| TEXTE FOURNI |

----

Anas Hmaidi a assuré que le mouvement des magistrats, publié le 30 juillet 2023, a été l’initiateur de plusieurs précédents. Ce mouvement a touché des postes clé au sein du système judiciaire. Il a évoqué une ingérence dans la composition du conseil provisoire de la magistrature. Il a expliqué que deux postes ont été touchés par le mouvement des magistrats. M. Hmaidi a, par la suite, révélé que le premier président de la cour de cassation a demandé l’annulation de sa décision de retarder son départ à la retraite. Il a expliqué que ce dernier atteindrait l’âge du départ à la retraite en septembre et devra quitter ses fonctions à partir d’octobre 2023.

Anas Hmaidi a estimé que ceci provoquera, à partir d’octobre 2023, une vacance au niveau de ce poste. De même pour le procureur général de l’État, qui partira à la retraite dans deux mois. Il a estimé que le pouvoir en place a profité du mouvement des magistrats pour remodeler le conseil provisoire de la magistrature et anticiper la composition de la cour constitutionnelle puisque celle-ci est connue d’avance. Les membres sont nommés en fonction de leurs qualités et de leurs fonctions.

Anas Hmaidi a indiqué que trois présidents de chambres judiciaires de la cour de cassation ont fait l’objet d’une mutation. L’un d’eux a traité une affaire liée à un avocat et faisant partie des prérogatives de la justice militaire. La cour de cassation avait estimé que l’affaire ne pouvait pas être traitée par un tribunal militaire. Après avoir pris cette décision, le président de la chambre a été éjecté de la cour de cassation. Le président de la deuxième chambre a connu le même sort alors que la chambre qu’il présidait s’était penchée sur une affaire à un ancien ministre. Le troisième président s’est penché sur une affaire très médiatisée et en rapport avec la ville de Sousse. Lui aussi a été muté à travers le mouvement des magistrats. Ces données révèlent, selon lui, que le ministère de la Justice a procédé au mouvement des magistrats et non le conseil provisoire créé par le président de la République.

Citant quelques exemples démontrant la défaillance au niveau du mouvement des magistrats, Anas Hmaidi a indiqué qu’un magistrat a été nommé premier juge d’instruction alors qu’il avait fait l’objet d’une sanction disciplinaire pour des raisons professionnelles et éthiques. Il est connu pour avoir été chargé du dossier du Yacht volé par le beau-frère de l’ancien président Zine El Abidine Ben Ali. Ceci s’oppose avec les nombreux slogans évoquant l’épuration de la magistrature. Ce magistrat pourrait même être nommé au sein du Pôle judiciaire de lutte contre le terrorisme ou du Pôle économique et financier.

----

| CONSIGNE A |
Repérez dans les lignes ci-dessous toutes celles qui contiennent le mot « green », puis recopiez-les.

| DONNÉES D'ENTRÉE |
----

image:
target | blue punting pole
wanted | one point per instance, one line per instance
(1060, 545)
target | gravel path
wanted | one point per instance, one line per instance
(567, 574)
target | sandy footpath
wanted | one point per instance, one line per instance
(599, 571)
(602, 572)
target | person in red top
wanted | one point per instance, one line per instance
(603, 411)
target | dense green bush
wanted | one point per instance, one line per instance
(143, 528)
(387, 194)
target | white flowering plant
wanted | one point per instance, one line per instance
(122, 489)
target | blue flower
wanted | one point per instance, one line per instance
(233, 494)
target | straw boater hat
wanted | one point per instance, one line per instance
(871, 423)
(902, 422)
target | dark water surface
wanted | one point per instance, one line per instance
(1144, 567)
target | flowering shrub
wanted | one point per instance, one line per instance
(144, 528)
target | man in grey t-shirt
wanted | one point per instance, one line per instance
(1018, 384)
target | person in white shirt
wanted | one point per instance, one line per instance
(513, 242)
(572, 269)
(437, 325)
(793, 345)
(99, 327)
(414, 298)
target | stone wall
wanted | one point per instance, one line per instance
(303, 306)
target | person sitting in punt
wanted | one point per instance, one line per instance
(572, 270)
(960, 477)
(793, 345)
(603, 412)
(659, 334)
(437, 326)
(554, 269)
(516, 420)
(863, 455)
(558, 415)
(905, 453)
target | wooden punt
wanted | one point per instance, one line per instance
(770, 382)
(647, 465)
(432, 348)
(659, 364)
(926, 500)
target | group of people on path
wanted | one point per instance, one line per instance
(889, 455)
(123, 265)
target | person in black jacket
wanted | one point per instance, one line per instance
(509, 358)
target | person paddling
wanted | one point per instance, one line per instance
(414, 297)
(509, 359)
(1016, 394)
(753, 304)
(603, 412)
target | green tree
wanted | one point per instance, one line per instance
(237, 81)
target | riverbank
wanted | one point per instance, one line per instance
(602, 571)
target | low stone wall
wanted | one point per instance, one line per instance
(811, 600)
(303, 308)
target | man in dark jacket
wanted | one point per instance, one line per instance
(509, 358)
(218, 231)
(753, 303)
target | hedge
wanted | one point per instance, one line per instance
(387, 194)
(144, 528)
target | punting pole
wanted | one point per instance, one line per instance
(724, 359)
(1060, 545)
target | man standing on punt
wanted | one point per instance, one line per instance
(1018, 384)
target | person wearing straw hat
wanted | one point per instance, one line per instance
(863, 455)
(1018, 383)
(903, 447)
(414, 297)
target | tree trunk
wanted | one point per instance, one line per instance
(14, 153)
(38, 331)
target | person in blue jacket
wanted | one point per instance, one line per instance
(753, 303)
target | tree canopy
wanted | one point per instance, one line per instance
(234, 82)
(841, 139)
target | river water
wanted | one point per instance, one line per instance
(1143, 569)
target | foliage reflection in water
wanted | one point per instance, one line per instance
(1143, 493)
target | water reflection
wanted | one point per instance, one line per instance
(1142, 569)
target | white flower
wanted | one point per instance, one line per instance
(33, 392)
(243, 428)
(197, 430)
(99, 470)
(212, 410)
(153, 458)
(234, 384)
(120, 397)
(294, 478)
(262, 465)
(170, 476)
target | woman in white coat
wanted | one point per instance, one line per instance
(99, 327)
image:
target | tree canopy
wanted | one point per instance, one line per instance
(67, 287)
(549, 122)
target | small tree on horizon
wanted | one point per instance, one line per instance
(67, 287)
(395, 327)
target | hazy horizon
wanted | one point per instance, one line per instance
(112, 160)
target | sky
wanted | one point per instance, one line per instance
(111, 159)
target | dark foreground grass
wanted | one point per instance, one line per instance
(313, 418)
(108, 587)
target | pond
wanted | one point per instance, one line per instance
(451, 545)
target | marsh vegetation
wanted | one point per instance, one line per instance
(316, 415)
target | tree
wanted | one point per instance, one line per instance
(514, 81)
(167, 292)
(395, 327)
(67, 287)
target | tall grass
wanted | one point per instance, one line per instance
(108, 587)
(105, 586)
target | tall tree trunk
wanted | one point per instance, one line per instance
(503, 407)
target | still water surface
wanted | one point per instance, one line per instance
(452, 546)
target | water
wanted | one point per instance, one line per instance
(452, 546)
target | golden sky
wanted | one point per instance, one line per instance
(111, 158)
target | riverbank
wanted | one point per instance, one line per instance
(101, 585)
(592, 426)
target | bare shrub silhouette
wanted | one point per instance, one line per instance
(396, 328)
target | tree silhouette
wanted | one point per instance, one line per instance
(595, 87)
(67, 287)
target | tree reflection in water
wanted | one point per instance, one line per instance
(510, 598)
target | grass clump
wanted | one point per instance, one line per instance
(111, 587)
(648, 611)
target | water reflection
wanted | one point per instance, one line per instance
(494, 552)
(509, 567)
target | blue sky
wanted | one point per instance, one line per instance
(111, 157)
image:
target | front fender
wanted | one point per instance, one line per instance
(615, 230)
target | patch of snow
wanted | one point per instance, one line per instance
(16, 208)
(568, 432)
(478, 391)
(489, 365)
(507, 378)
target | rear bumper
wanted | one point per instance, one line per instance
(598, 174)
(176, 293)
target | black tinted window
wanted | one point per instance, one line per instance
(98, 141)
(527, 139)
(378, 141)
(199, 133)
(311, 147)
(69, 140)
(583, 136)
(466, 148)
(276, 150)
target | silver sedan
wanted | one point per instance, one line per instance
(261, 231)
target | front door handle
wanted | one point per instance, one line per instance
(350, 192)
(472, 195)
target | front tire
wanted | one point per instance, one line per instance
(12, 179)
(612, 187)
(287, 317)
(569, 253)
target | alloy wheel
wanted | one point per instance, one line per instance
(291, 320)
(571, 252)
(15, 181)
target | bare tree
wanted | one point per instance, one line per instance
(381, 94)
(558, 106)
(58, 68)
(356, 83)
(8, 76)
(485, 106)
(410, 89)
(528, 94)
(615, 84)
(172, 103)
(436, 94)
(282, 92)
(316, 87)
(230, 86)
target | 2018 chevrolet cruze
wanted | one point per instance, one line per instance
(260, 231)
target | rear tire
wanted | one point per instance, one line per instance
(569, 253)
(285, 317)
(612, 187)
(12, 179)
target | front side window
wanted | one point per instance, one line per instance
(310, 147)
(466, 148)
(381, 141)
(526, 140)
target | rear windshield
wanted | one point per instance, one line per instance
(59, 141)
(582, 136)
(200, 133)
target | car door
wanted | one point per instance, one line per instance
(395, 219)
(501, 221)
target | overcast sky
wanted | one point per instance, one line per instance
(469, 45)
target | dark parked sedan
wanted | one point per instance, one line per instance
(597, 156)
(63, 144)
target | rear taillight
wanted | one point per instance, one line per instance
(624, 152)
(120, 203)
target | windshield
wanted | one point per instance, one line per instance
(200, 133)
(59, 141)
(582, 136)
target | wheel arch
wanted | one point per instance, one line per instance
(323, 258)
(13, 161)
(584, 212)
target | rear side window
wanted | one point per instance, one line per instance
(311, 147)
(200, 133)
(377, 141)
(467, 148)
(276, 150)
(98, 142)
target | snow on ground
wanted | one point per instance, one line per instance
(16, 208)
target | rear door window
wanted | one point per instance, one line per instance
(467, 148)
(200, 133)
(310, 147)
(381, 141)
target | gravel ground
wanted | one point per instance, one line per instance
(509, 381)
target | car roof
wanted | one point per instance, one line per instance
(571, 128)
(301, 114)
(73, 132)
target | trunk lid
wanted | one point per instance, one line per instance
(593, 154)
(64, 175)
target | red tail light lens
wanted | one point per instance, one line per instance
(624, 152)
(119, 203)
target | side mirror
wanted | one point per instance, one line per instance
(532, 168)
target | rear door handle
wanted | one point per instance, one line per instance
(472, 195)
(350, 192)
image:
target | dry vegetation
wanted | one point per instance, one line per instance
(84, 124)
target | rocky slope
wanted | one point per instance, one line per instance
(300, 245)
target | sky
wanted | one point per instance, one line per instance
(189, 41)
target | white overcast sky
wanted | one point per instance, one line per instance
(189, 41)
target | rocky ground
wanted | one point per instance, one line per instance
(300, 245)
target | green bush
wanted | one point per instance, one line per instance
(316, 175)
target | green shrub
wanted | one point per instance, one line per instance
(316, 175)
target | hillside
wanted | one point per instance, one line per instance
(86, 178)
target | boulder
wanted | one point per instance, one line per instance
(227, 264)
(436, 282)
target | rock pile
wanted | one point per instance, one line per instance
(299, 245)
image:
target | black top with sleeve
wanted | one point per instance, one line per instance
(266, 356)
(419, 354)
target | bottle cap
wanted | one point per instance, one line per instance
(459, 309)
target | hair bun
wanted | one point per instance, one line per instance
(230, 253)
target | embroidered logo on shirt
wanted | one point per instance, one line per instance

----

| CONSIGNE B |
Dans le texte ci-dessus sur le mouvement des magistrats, reproduisez mot pour mot tout ce qui va de « Citant quelques exemples » jusqu'à « économique et financier. ».

| RÉPONSE FINALE A |
target | dense green bush
target | green tree
target | green bush
target | green shrub

| RÉPONSE FINALE B |
Citant quelques exemples démontrant la défaillance au niveau du mouvement des magistrats, Anas Hmaidi a indiqué qu’un magistrat a été nommé premier juge d’instruction alors qu’il avait fait l’objet d’une sanction disciplinaire pour des raisons professionnelles et éthiques. Il est connu pour avoir été chargé du dossier du Yacht volé par le beau-frère de l’ancien président Zine El Abidine Ben Ali. Ceci s’oppose avec les nombreux slogans évoquant l’épuration de la magistrature. Ce magistrat pourrait même être nommé au sein du Pôle judiciaire de lutte contre le terrorisme ou du Pôle économique et financier.